O que fazer:
A. Quais pessoas são mencionadas pelo nome no texto sobre a Reforma Psiquiátrica? Liste todas.
B. Segundo o texto sobre a Reforma Psiquiátrica, qual foi a nova bandeira de luta adotada pelo movimento em 1987?
C. Prossiga o texto sobre a Reforma Psiquiátrica a partir da última frase apresentada.

Texto fornecido:

────────────────

Nota do blog: Com essa postagem homenageio o companheiro Márcio Jordelane, novo presidente da aguerrida e propositiva Associação Chico Inácio - núcleo do Amazonas da Rede Nacional Internúcleos da Luta Antimanicomial, eleito no sábado, dia 17 de Outubro, para o biênio 2010-2011.
3 x 4 da Reforma Psiquiátrica
Nos anos 1960, imperava no Brasil a psiquiatria conservadora. Seu legado resiste, ainda hoje, em dar lugar aos serviços que substituem o hospital psiquiátrico. Contra esse modelo obsoleto uma voz rompeu o silêncio: o psiquiatra Luiz Cerqueira. Tive o prazer de conhecê-lo no IV Congresso Brasileiro de Psiquiatria, em Fortaleza-CE, em 1976.
Durante os anos 1970, ensaiamos algumas respostas. Mesmo desarticuladas elas se disseminaram pelo país. Humberto Mendonça, estudante de medicina em Manaus, encarnou esse espírito. Nada sobrou do que documentou com a jornalista Ádria Mendonça sobre os horrores do isolamento a que humanos eram submetidos no Hospital Psiquiátrico Eduardo Ribeiro. O filme foi confiscado pelo mesmo diretor afastado por corrupção no hospício público em 1980.
A vinda de Franco Basaglia ao Brasil em 1978, criador da psiquiatria democrática na Itália, fortaleceu a luta dos trabalhadores de saúde mental contra a indústria da loucura e um parque de 100 mil leitos psiquiátricos. Dez anos depois o movimento radicaliza. A humanização do hospital psiquiátrico fôra assimilada por administrações descomprometidas com o futuro dos “doentes mentais”. Daí a nova bandeira de luta: “Por uma sociedade sem manicômios”. Estávamos em 1987.

────────────────

Registros extraídos de uma coleção:
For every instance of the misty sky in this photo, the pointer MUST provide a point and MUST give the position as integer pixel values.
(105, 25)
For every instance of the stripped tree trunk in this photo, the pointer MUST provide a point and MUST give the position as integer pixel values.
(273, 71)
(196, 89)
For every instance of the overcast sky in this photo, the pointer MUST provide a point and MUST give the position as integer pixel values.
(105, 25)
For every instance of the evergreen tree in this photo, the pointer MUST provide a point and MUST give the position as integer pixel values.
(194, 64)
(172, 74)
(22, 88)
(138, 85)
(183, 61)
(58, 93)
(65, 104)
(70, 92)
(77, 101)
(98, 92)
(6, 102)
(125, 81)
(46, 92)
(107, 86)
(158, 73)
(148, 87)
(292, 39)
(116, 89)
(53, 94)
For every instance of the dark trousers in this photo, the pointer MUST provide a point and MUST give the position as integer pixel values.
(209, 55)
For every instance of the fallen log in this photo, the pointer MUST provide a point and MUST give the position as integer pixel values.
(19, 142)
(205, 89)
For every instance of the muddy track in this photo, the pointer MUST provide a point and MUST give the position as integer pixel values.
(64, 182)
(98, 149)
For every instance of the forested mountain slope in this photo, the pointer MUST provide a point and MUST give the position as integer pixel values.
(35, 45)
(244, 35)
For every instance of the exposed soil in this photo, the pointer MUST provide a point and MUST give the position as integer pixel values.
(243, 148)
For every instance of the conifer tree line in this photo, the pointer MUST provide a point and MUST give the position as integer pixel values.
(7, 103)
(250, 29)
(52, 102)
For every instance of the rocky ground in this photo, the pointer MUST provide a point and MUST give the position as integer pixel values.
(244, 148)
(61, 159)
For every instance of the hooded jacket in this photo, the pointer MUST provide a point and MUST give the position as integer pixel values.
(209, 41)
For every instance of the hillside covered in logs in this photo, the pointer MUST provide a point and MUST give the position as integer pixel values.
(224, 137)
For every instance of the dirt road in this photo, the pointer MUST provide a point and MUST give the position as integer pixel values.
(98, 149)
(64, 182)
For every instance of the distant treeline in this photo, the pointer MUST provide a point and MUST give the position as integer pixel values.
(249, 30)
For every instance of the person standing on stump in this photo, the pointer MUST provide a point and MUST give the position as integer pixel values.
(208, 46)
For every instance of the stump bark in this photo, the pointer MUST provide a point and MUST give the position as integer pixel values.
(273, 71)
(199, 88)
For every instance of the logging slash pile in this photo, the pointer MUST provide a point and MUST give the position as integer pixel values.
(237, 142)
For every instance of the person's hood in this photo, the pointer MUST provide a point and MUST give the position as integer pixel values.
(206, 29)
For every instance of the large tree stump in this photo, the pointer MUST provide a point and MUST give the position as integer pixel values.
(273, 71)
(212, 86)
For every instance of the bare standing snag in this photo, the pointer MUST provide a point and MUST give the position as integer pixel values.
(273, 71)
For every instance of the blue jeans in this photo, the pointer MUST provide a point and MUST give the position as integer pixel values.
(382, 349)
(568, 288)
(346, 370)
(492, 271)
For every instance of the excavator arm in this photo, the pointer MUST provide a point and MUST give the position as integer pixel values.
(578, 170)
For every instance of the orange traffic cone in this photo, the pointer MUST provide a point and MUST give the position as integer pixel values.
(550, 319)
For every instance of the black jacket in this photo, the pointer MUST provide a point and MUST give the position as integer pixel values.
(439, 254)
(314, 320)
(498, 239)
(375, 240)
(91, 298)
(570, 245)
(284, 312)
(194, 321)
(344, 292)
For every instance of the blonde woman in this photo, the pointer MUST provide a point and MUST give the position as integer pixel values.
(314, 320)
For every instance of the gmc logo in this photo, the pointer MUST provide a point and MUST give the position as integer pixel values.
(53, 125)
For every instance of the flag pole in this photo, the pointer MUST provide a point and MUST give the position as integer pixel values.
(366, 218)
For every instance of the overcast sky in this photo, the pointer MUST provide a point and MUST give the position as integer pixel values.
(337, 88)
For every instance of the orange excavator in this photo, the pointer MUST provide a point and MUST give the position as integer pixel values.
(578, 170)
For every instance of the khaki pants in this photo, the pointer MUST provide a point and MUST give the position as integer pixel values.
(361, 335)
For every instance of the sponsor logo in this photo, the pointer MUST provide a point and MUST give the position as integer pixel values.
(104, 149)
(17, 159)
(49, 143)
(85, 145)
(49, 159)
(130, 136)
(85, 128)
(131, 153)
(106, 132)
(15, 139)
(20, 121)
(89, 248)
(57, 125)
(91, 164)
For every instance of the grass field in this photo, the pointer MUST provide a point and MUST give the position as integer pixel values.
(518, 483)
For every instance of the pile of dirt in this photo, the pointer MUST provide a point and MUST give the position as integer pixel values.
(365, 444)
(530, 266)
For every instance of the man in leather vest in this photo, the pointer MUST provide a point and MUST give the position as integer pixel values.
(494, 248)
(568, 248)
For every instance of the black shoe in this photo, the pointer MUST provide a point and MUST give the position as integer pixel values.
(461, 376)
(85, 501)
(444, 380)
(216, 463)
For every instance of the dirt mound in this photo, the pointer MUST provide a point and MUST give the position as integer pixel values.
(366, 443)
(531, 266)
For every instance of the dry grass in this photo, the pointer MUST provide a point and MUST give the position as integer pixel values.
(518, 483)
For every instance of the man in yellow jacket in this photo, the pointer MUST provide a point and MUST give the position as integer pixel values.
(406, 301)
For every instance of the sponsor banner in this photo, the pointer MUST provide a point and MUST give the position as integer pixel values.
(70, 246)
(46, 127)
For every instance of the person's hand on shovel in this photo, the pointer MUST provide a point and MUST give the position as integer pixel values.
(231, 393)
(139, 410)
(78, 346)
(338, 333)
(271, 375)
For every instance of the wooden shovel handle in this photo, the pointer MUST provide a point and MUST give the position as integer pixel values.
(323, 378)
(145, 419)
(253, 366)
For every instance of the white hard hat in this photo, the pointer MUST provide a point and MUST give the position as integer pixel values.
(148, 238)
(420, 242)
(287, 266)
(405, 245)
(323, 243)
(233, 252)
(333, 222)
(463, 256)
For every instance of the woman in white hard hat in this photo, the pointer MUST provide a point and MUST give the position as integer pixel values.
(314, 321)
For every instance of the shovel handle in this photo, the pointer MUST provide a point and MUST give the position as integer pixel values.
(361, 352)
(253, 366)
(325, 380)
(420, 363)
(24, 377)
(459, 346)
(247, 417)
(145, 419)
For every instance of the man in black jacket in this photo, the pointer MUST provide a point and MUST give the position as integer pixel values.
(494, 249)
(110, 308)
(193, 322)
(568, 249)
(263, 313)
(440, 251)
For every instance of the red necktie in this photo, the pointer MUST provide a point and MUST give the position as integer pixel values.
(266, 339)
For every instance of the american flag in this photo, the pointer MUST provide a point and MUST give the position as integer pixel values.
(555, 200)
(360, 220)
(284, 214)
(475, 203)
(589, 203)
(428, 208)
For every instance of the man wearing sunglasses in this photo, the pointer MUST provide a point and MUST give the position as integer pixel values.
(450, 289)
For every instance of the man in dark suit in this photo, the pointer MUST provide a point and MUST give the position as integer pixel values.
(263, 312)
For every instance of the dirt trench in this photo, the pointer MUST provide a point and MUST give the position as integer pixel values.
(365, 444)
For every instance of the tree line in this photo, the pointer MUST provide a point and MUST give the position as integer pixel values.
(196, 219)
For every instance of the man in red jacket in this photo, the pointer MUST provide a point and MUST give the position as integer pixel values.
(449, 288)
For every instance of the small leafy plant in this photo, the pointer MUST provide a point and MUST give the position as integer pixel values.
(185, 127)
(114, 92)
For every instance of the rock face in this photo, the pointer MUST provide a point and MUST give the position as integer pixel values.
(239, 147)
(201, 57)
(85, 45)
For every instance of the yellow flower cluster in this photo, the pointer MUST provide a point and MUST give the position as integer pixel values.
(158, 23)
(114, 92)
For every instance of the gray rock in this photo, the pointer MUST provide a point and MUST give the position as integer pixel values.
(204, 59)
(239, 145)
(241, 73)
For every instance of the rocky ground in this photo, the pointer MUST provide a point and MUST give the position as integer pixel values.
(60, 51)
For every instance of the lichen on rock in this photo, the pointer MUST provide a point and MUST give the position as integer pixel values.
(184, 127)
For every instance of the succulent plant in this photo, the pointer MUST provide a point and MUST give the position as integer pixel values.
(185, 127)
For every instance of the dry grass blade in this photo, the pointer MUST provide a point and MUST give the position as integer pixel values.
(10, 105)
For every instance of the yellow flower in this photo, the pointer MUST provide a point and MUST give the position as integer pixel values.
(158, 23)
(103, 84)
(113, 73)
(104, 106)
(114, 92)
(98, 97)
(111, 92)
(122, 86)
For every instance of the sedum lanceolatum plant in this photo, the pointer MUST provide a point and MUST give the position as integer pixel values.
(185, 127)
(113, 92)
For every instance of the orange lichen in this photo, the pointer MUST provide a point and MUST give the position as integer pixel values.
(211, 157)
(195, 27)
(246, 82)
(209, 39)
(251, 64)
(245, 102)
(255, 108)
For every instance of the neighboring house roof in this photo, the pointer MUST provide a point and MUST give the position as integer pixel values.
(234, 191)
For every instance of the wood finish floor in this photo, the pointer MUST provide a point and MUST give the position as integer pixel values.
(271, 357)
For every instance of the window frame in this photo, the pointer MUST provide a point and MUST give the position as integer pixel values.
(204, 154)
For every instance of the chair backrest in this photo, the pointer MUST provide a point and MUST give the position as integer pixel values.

────────────────

Respostas por item:
A. Márcio Jordelane, Luiz Cerqueira, Humberto Mendonça, Ádria Mendonça e Franco Basaglia.

B. "Por uma sociedade sem manicômios".

C.
Em 1989, a administração de Telma de Souza, do PT, tendo David Capistrano Filho como Secretário Municipal de Saúde de Santos, inicia o desmonte da Clínica Anchieta, inovando ao implantar cinco Núcleos de Atenção Psicossocial (NAPS). Através do conceito de território, um conjunto de equipamentos sociais, culturais e de saúde põe-se a serviço da cidadania e da inclusão social dos “pacientes psiquiátricos”. Conheço remanescentes daquele hospício, que saíram do horror do confinamento para o tratamento em liberdade.
Nos anos 1990 surge um importante protagonista no campo da saúde mental: o agora denominado usuário de saúde mental, conforme decisão num encontro de familiares e usuários do movimento antimanicomial, até então contando com participação majoritária dos técnicos em saúde mental.
Em Manaus, o fotógrafo Nivaldo de Lima, sobrevivente dos horrores dos manicômios de Recife, submetido a 13 eletrochoques, é um desses milhares de brasileiros que não trocam o tratamento em liberdade pela medicalização dos ambulatórios de hospitais psiquiátricos humanizados. O problema é que Manaus só tem um CAPS (criado pelo governo estadual), na zona norte da cidade. Até agora nenhuma administração municipal assumiu a responsabilidade de implantar a rede de Centros de Atenção Psicossocial. Lástima!
Manaus, Setembro de 2009.
Rogelio Casado, especialista em Saúde Mental
Pro-Reitor de Extensão e Assuntos Comunitários da UEA
www.rogeliocasado.blogspot.com
Nota do blog: Artigo publicado no caderno Saúde & Bem Estar do jornal Amazonas em Tempo.